*** Block opens ***
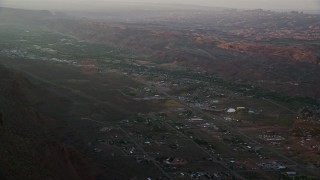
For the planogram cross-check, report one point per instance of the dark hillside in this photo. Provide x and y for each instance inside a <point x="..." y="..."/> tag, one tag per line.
<point x="26" y="149"/>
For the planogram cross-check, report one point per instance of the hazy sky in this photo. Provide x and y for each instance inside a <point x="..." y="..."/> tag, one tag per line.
<point x="247" y="4"/>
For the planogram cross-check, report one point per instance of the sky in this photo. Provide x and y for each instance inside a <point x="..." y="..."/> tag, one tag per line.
<point x="242" y="4"/>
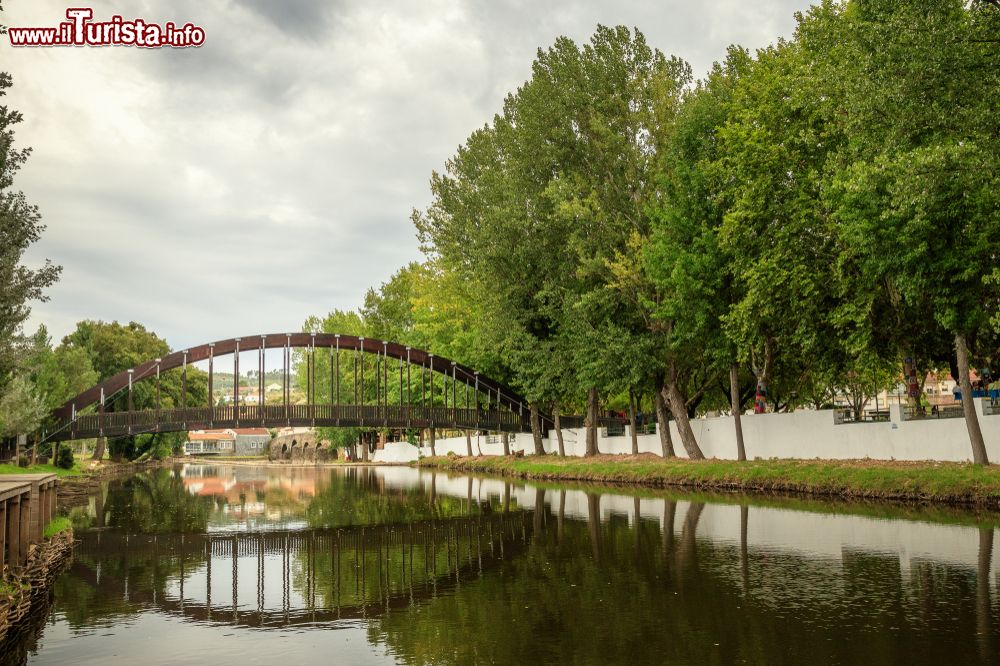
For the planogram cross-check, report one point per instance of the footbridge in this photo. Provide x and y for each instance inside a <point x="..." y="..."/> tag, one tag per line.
<point x="370" y="383"/>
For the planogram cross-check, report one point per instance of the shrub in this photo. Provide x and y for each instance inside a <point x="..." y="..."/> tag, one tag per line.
<point x="65" y="458"/>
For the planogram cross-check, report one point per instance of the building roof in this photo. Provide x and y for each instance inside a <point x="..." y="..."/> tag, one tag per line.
<point x="210" y="436"/>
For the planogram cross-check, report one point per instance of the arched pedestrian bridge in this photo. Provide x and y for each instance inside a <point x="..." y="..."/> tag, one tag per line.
<point x="372" y="383"/>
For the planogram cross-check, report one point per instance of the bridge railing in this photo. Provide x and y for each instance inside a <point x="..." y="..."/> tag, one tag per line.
<point x="115" y="424"/>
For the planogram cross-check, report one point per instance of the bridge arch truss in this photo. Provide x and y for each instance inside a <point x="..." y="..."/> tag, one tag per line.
<point x="463" y="398"/>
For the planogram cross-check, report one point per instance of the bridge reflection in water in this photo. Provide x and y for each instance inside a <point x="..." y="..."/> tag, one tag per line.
<point x="291" y="577"/>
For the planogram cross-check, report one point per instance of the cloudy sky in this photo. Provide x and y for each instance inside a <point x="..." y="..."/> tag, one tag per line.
<point x="269" y="175"/>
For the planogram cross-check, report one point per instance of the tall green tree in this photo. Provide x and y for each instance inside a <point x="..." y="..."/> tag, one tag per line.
<point x="916" y="191"/>
<point x="20" y="227"/>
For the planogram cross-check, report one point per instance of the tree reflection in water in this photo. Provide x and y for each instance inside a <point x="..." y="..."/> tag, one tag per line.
<point x="442" y="574"/>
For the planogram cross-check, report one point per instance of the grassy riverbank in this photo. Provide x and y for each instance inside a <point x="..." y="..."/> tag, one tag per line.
<point x="870" y="479"/>
<point x="40" y="469"/>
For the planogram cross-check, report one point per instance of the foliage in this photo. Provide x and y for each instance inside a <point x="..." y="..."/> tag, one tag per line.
<point x="952" y="482"/>
<point x="20" y="228"/>
<point x="65" y="458"/>
<point x="21" y="409"/>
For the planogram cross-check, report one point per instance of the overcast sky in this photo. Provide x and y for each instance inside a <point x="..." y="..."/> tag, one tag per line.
<point x="269" y="175"/>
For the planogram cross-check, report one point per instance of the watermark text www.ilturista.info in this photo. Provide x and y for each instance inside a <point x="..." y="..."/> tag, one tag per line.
<point x="82" y="30"/>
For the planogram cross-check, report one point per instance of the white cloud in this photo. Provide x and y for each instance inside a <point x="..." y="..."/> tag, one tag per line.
<point x="269" y="175"/>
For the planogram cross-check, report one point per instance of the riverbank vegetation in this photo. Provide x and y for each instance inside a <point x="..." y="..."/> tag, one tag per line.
<point x="6" y="468"/>
<point x="868" y="479"/>
<point x="816" y="219"/>
<point x="797" y="224"/>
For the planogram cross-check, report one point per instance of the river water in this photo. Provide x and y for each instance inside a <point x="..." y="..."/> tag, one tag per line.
<point x="282" y="565"/>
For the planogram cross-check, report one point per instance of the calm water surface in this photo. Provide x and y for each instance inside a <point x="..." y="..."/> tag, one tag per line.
<point x="245" y="565"/>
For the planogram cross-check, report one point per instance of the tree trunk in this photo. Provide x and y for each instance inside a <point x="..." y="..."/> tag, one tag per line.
<point x="536" y="429"/>
<point x="734" y="392"/>
<point x="663" y="425"/>
<point x="592" y="422"/>
<point x="969" y="403"/>
<point x="102" y="444"/>
<point x="631" y="415"/>
<point x="558" y="426"/>
<point x="764" y="378"/>
<point x="678" y="408"/>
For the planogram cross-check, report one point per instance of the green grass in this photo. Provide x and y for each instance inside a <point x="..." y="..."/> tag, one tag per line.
<point x="40" y="469"/>
<point x="57" y="525"/>
<point x="864" y="479"/>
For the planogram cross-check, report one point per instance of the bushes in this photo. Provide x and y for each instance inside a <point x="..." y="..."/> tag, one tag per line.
<point x="65" y="458"/>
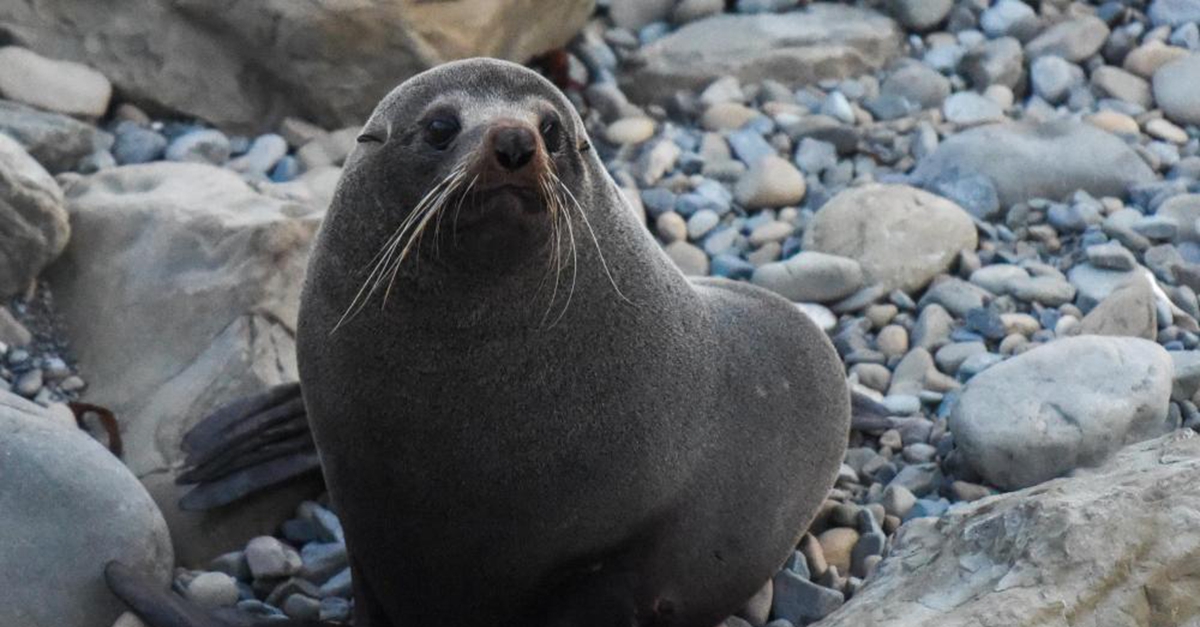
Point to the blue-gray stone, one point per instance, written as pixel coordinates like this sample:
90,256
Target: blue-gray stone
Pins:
731,267
749,147
286,169
801,601
985,322
814,156
205,145
658,201
1174,12
137,144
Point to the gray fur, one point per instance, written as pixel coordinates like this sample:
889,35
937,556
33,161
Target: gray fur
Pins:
649,455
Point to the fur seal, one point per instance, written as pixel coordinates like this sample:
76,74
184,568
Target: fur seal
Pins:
525,413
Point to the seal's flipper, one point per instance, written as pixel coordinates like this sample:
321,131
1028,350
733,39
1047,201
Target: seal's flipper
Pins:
247,446
160,608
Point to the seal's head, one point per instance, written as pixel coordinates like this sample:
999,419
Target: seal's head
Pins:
472,162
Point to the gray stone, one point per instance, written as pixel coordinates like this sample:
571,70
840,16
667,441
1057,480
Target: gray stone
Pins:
58,142
1183,210
1177,89
1074,40
996,63
811,278
967,108
771,183
1063,405
903,237
60,87
269,557
801,601
213,590
801,47
634,15
1174,12
1018,559
921,15
1116,83
1129,310
245,66
34,226
1009,18
201,344
67,506
1050,160
1054,77
918,84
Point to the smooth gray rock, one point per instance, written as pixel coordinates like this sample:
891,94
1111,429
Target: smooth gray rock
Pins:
799,47
1074,40
58,142
811,278
1177,89
34,226
201,342
901,236
67,507
246,65
1063,405
1050,160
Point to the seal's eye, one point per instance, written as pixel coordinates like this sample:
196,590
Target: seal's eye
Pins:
551,133
441,131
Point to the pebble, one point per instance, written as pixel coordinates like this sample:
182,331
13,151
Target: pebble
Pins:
204,145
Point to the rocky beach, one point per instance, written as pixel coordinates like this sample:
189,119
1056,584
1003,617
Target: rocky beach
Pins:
993,208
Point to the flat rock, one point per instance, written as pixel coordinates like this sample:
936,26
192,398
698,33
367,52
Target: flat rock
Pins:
1063,405
61,87
55,141
222,333
315,60
1074,40
1019,559
772,181
1129,310
811,278
34,226
67,507
903,237
1050,160
799,47
1177,89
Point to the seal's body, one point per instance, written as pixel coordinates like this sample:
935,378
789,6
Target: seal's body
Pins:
502,455
525,413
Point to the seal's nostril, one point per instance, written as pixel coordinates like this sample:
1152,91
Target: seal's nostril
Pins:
514,148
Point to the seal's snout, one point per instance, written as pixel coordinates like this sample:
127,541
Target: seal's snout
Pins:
513,147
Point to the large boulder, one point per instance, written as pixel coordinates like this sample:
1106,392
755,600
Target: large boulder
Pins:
245,65
1111,547
181,297
67,507
33,222
1061,406
901,237
1177,89
1027,160
821,41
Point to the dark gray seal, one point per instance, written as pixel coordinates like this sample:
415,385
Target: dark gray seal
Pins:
525,413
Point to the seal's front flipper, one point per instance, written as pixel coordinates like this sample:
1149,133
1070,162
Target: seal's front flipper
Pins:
160,608
247,446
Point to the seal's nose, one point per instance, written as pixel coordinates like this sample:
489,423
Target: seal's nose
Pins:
514,147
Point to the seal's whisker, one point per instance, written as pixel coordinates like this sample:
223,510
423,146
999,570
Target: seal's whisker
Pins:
382,260
587,222
575,268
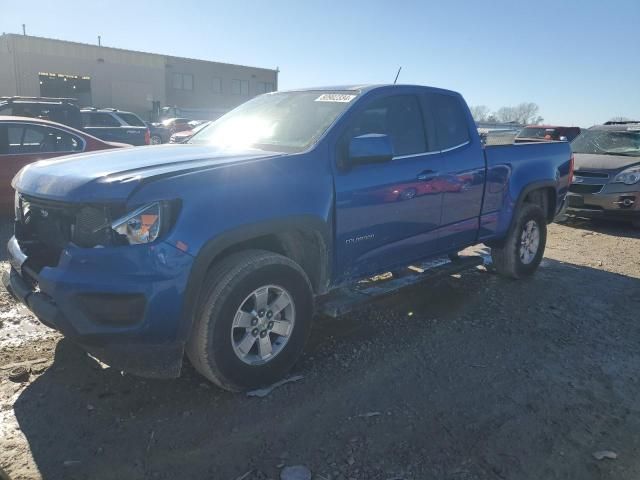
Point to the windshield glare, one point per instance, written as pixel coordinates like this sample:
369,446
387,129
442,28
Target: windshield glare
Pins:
605,142
288,122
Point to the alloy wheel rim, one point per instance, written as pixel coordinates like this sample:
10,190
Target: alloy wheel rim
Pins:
529,242
263,324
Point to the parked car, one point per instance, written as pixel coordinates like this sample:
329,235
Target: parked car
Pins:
606,182
177,124
184,135
546,133
60,110
115,125
158,132
26,140
108,124
222,247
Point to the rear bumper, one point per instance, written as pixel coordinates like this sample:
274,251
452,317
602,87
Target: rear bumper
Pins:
129,320
622,205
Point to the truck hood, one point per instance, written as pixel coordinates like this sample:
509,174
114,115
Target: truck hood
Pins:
588,161
112,175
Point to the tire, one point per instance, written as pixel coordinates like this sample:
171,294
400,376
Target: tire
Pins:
215,346
513,259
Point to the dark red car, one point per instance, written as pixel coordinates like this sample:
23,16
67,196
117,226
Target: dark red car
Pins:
546,133
25,140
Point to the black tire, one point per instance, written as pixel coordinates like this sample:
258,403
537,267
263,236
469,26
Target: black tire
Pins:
506,258
226,286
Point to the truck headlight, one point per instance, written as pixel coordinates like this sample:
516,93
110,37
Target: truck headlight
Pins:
143,225
629,176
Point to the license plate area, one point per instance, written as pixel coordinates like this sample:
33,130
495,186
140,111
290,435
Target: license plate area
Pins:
575,201
17,258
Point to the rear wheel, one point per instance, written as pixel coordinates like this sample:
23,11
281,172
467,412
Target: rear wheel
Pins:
253,320
522,251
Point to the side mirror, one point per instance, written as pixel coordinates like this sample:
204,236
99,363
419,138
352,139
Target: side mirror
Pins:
370,148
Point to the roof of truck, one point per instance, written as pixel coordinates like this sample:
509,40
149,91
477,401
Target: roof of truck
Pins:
362,88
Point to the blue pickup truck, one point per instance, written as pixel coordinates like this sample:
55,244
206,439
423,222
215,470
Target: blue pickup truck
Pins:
222,248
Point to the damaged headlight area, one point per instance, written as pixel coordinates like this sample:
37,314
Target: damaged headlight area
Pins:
144,224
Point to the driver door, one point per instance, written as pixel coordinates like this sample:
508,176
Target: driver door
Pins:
*** Block closes ***
Working from the entries above, filter out every line that lacks "headlight" and copy what remains.

Point to the truck headlight, one point per instance, written as pixel coordinates like this sample:
Target: truck headlight
Point to the damaged headlight area, one point per instance, written as pixel coordinates like this sample:
Target: damaged headlight area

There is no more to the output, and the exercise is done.